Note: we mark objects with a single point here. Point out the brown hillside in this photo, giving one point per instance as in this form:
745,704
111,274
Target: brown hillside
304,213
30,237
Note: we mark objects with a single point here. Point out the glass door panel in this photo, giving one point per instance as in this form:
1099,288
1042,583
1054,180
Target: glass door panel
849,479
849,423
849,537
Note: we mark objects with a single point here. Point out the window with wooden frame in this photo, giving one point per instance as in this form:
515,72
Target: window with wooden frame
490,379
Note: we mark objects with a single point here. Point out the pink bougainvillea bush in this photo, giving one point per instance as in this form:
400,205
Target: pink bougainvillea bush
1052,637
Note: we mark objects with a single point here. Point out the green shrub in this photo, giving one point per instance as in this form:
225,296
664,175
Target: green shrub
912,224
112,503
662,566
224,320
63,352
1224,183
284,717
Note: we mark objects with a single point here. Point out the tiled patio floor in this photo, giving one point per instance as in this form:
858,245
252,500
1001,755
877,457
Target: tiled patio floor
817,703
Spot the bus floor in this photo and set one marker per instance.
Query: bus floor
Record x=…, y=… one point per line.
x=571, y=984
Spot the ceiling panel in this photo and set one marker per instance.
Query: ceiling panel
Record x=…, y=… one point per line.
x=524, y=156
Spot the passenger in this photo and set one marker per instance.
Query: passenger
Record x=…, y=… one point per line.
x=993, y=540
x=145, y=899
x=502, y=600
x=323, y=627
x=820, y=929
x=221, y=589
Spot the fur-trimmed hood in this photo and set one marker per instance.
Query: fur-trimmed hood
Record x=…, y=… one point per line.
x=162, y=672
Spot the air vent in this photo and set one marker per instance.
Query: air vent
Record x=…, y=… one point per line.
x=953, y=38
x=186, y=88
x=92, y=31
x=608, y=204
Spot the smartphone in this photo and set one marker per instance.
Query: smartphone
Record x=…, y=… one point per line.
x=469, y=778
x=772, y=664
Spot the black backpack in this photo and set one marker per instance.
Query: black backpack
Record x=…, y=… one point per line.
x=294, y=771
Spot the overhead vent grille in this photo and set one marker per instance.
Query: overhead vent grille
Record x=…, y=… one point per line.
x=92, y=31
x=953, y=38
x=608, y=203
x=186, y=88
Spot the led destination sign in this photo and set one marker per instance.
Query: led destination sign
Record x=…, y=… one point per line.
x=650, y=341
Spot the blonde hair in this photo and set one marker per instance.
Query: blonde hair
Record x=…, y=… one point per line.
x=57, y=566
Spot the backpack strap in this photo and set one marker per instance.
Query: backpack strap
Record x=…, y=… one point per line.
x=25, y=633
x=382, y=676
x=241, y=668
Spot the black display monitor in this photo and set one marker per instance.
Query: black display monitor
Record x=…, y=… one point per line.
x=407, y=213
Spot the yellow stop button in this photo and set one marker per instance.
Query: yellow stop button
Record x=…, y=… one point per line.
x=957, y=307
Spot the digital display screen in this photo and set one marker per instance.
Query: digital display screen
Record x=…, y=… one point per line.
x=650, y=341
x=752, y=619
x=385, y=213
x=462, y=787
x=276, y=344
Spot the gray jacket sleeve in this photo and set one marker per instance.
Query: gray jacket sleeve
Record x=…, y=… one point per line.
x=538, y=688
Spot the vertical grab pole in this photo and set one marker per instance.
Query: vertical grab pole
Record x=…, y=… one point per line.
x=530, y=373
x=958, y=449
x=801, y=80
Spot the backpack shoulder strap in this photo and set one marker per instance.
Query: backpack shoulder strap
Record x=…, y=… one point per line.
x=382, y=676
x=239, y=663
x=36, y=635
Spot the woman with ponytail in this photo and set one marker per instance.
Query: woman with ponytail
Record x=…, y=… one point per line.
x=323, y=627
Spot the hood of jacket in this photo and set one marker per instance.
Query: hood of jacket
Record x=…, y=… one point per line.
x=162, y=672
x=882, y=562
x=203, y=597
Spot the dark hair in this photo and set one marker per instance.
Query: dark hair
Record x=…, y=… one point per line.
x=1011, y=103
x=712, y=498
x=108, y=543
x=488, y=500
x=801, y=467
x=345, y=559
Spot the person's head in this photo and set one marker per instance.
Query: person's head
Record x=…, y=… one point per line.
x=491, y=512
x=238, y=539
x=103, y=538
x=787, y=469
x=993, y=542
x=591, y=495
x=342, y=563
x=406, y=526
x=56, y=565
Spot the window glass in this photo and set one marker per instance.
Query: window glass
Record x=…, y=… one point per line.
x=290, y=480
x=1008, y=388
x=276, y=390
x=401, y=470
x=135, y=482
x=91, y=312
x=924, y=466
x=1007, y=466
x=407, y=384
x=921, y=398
:::::
→ **Work order**
Look for the word "person" throughout the material above and copy every line that has it.

→ **Task response**
Spot the person's head in this photo and set one marker per instance.
Query: person's head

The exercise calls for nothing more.